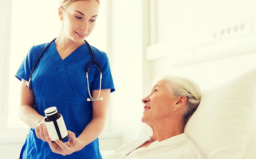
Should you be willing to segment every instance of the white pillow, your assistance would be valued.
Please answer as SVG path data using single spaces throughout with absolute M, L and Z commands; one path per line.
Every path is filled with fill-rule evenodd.
M 184 132 L 208 159 L 241 159 L 251 134 L 255 105 L 254 68 L 203 92 Z
M 254 122 L 253 128 L 244 159 L 256 158 L 256 114 L 254 116 Z

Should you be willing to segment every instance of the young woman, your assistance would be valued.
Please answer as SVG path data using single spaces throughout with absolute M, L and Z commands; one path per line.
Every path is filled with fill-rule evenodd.
M 115 88 L 106 54 L 91 50 L 85 40 L 95 26 L 99 5 L 98 0 L 62 0 L 58 36 L 33 46 L 16 74 L 21 81 L 20 118 L 31 127 L 20 158 L 101 158 L 97 138 Z M 69 138 L 63 142 L 52 142 L 45 126 L 44 111 L 54 106 L 68 130 Z

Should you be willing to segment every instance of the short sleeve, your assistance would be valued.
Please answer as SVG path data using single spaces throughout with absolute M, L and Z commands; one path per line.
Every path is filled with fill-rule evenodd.
M 18 69 L 16 77 L 20 81 L 23 79 L 26 81 L 29 79 L 29 76 L 33 68 L 34 62 L 34 47 L 32 47 L 28 51 L 27 55 L 24 58 Z
M 101 89 L 110 89 L 110 92 L 112 92 L 115 91 L 115 89 L 108 58 L 106 53 L 102 52 L 101 54 L 101 56 L 98 61 L 100 64 L 102 69 Z M 100 77 L 100 74 L 99 72 L 96 71 L 92 84 L 92 90 L 99 89 Z

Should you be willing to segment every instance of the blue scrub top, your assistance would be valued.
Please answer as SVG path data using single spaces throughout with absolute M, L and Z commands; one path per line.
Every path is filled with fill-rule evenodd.
M 33 46 L 29 51 L 15 76 L 20 80 L 28 81 L 33 67 L 44 48 L 48 43 Z M 101 89 L 115 91 L 107 54 L 92 47 L 95 60 L 102 68 Z M 63 116 L 67 129 L 77 137 L 92 120 L 92 102 L 90 97 L 86 77 L 85 68 L 92 60 L 91 50 L 85 43 L 63 60 L 54 41 L 46 50 L 32 74 L 31 82 L 35 102 L 35 109 L 44 116 L 44 110 L 56 106 Z M 95 65 L 92 63 L 90 66 Z M 91 93 L 99 90 L 100 72 L 95 67 L 88 73 Z M 104 100 L 104 99 L 103 99 Z M 68 141 L 68 139 L 64 141 Z M 34 129 L 30 128 L 23 144 L 20 158 L 101 159 L 98 139 L 82 150 L 66 156 L 52 151 L 47 142 L 37 138 Z

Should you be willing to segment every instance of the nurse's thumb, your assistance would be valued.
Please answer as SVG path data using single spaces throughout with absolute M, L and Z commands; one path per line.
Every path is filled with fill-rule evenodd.
M 69 137 L 70 138 L 75 138 L 75 133 L 69 130 L 68 130 L 67 133 L 68 134 L 68 137 Z

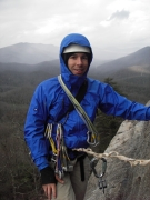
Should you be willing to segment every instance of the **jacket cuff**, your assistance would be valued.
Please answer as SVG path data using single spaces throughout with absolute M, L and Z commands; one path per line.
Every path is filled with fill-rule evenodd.
M 42 184 L 57 183 L 54 170 L 50 167 L 40 170 Z

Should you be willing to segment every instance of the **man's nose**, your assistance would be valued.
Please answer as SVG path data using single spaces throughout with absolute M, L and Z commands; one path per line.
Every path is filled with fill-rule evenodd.
M 81 59 L 80 57 L 78 57 L 77 63 L 78 63 L 78 64 L 82 64 L 82 59 Z

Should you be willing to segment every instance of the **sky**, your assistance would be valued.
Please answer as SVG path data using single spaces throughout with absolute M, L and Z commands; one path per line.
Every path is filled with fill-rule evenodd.
M 0 48 L 84 34 L 101 60 L 150 46 L 149 0 L 0 0 Z

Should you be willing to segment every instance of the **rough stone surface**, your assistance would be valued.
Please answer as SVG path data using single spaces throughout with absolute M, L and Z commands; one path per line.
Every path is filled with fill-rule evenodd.
M 150 104 L 150 101 L 147 103 Z M 117 151 L 133 159 L 150 159 L 150 121 L 126 120 L 106 152 Z M 108 158 L 104 194 L 98 179 L 91 174 L 84 200 L 150 200 L 150 164 L 132 166 L 117 158 Z M 101 171 L 101 161 L 96 170 Z

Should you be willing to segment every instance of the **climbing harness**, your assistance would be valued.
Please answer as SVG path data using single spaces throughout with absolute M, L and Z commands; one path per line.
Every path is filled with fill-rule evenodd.
M 68 88 L 66 87 L 61 74 L 58 76 L 58 80 L 59 83 L 61 84 L 62 89 L 64 90 L 64 92 L 67 93 L 68 98 L 70 99 L 70 101 L 72 102 L 74 109 L 77 110 L 77 112 L 79 113 L 79 116 L 81 117 L 81 119 L 84 121 L 87 128 L 88 128 L 88 139 L 87 142 L 93 147 L 96 147 L 99 142 L 97 141 L 97 130 L 94 128 L 94 126 L 92 124 L 91 120 L 89 119 L 88 114 L 84 112 L 84 110 L 82 109 L 82 107 L 80 106 L 80 103 L 76 100 L 76 98 L 72 96 L 72 93 L 68 90 Z
M 101 160 L 102 160 L 102 172 L 101 172 L 100 174 L 98 174 L 97 171 L 96 171 L 96 169 L 94 169 L 94 167 L 96 167 L 96 164 L 97 164 L 97 162 L 98 162 L 98 159 L 97 159 L 97 158 L 93 158 L 93 159 L 90 161 L 90 167 L 91 167 L 91 169 L 92 169 L 92 171 L 93 171 L 94 177 L 99 178 L 99 181 L 98 181 L 98 183 L 99 183 L 99 189 L 102 189 L 102 190 L 103 190 L 103 193 L 104 193 L 104 188 L 107 188 L 107 182 L 106 182 L 106 180 L 102 180 L 102 178 L 103 178 L 103 176 L 104 176 L 104 173 L 106 173 L 106 170 L 107 170 L 107 160 L 106 160 L 104 158 L 101 158 Z

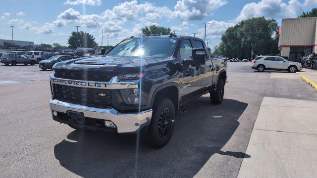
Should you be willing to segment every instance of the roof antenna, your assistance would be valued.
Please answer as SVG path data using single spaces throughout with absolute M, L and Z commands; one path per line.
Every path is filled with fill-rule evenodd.
M 168 36 L 168 37 L 176 37 L 177 36 L 176 35 L 176 34 L 174 34 L 174 33 L 172 33 L 171 32 L 171 33 L 169 34 L 169 35 Z

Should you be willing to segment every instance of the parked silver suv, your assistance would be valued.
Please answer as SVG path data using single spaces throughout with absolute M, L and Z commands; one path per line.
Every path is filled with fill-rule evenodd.
M 12 66 L 15 66 L 17 64 L 24 64 L 28 65 L 30 64 L 33 65 L 37 63 L 36 59 L 29 58 L 24 54 L 13 54 L 13 53 L 5 53 L 3 54 L 0 58 L 1 63 L 8 66 L 11 64 Z

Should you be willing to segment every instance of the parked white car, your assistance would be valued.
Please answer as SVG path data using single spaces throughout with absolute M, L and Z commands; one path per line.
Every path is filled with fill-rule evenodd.
M 294 73 L 303 69 L 300 63 L 289 61 L 279 56 L 259 56 L 253 61 L 252 69 L 256 69 L 259 72 L 263 72 L 264 70 L 286 70 Z
M 42 60 L 42 55 L 46 52 L 43 51 L 28 51 L 26 53 L 26 55 L 29 58 L 36 58 L 38 62 L 39 62 Z

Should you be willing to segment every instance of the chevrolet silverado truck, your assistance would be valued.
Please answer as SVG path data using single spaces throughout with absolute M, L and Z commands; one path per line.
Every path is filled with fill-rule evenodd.
M 105 55 L 53 66 L 52 117 L 75 129 L 126 134 L 144 129 L 147 142 L 161 147 L 184 104 L 208 92 L 211 103 L 221 103 L 226 70 L 227 59 L 211 58 L 200 39 L 131 37 Z

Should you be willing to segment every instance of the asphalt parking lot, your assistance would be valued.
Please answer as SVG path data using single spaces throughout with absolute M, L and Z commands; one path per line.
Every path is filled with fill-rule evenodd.
M 0 64 L 0 177 L 235 178 L 263 97 L 317 101 L 315 90 L 285 72 L 228 63 L 223 102 L 206 94 L 185 106 L 168 144 L 134 135 L 76 131 L 51 117 L 52 71 Z M 287 74 L 287 76 L 285 74 Z M 296 74 L 294 74 L 296 75 Z

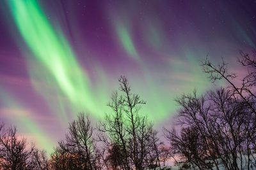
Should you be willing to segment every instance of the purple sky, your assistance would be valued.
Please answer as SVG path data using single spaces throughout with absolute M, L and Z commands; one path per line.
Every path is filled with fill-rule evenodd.
M 78 112 L 103 117 L 121 74 L 147 102 L 142 111 L 160 127 L 176 113 L 175 97 L 224 85 L 211 85 L 202 73 L 199 60 L 208 53 L 214 62 L 223 57 L 242 74 L 236 65 L 239 50 L 255 49 L 256 1 L 37 1 L 57 39 L 62 35 L 73 52 L 71 57 L 66 46 L 52 43 L 65 54 L 60 64 L 70 59 L 78 63 L 65 65 L 77 89 L 71 95 L 58 83 L 61 73 L 54 73 L 58 63 L 52 52 L 42 41 L 37 46 L 50 54 L 44 57 L 52 65 L 38 59 L 8 1 L 0 7 L 0 120 L 47 149 L 63 138 Z M 72 66 L 79 67 L 74 71 Z M 90 94 L 76 83 L 80 81 Z M 42 138 L 51 142 L 40 144 Z

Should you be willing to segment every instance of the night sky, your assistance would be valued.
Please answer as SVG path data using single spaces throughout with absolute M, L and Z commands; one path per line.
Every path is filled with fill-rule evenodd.
M 256 1 L 1 1 L 0 121 L 50 151 L 79 112 L 103 118 L 124 75 L 161 131 L 175 97 L 225 85 L 200 60 L 242 74 L 255 45 Z

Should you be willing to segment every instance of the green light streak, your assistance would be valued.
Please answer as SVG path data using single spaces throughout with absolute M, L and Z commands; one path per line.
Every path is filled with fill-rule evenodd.
M 28 62 L 32 63 L 29 69 L 32 80 L 46 81 L 57 89 L 59 96 L 68 99 L 74 111 L 99 113 L 91 93 L 88 78 L 76 60 L 64 36 L 51 25 L 36 1 L 8 2 L 18 29 L 33 54 L 32 58 L 27 56 Z M 44 73 L 33 67 L 35 63 Z M 35 90 L 47 100 L 44 92 L 33 85 Z

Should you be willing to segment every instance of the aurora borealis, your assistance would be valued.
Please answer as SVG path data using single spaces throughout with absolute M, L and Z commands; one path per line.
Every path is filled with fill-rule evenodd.
M 6 0 L 0 7 L 0 121 L 51 150 L 78 112 L 97 120 L 125 75 L 157 127 L 173 99 L 212 85 L 199 60 L 255 49 L 253 1 Z M 221 83 L 220 83 L 221 84 Z

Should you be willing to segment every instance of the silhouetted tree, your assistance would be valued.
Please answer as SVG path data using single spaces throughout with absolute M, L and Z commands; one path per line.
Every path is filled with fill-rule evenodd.
M 225 169 L 252 165 L 244 156 L 253 156 L 249 152 L 253 142 L 248 133 L 255 129 L 252 112 L 244 101 L 221 89 L 199 97 L 195 92 L 183 95 L 176 101 L 181 106 L 178 124 L 182 128 L 180 132 L 175 128 L 165 131 L 174 153 L 199 169 L 213 169 L 212 166 L 219 169 L 220 162 Z
M 49 162 L 43 151 L 29 146 L 25 138 L 17 136 L 16 127 L 0 125 L 1 169 L 49 169 Z
M 112 95 L 108 106 L 113 111 L 106 114 L 98 127 L 103 132 L 100 139 L 111 148 L 110 154 L 114 155 L 111 157 L 117 158 L 115 168 L 143 169 L 152 164 L 148 158 L 154 150 L 152 138 L 157 138 L 156 133 L 147 117 L 139 113 L 145 102 L 131 92 L 125 77 L 121 76 L 118 81 L 122 94 L 115 92 Z M 122 165 L 118 161 L 120 158 Z
M 93 134 L 89 116 L 80 113 L 77 120 L 69 124 L 65 140 L 59 143 L 52 155 L 55 169 L 99 169 L 99 158 Z

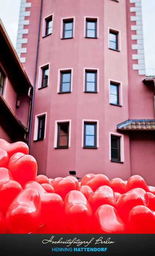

- _YOUR INSTRUCTIONS_
Repeat word for word the lines starting at the one that contains "Should you be willing to segment every instance of the blue" and ending at the one that contains "M 42 184 L 57", both included, with the pictures left out of your answer.

- _WRITTEN ANSWER_
Should you be willing to segment every instance of the blue scrub top, your assistance would be valued.
Please answer as SVG path data using single spaces throughout with absolute M, L and Z commands; one path per line.
Every path is filled with fill-rule evenodd.
M 33 46 L 29 51 L 15 76 L 20 80 L 28 81 L 33 67 L 44 48 L 48 43 Z M 101 89 L 115 91 L 107 54 L 92 47 L 95 60 L 102 68 Z M 63 116 L 67 129 L 77 137 L 92 120 L 92 102 L 90 97 L 86 77 L 85 68 L 92 60 L 91 50 L 85 43 L 63 60 L 54 41 L 46 50 L 32 74 L 31 82 L 35 102 L 35 109 L 44 116 L 44 110 L 56 106 Z M 95 65 L 92 63 L 90 66 Z M 91 93 L 99 90 L 100 72 L 95 67 L 88 73 Z M 104 100 L 104 99 L 103 99 Z M 68 141 L 68 139 L 64 141 Z M 34 129 L 30 128 L 23 144 L 20 158 L 101 159 L 98 139 L 82 150 L 66 156 L 52 151 L 47 142 L 37 138 Z

Should you be willing to segment every instance of the nurse's thumb, your assistance would be valued.
Please answer as SVG path data using single spaces throughout with absolute M, L and Z commands; one path per line.
Every path is filled with fill-rule evenodd.
M 69 137 L 70 138 L 75 138 L 75 133 L 69 130 L 68 130 L 67 133 L 68 134 L 68 137 Z

Should you be willing to segment every instance of the **jacket cuff**, your assistance would be valued.
Please answer as SVG path data using single spaces throughout with absolute M, L and Z commands; one path per line.
Every path is filled with fill-rule evenodd.
M 42 184 L 57 183 L 54 170 L 50 167 L 40 170 Z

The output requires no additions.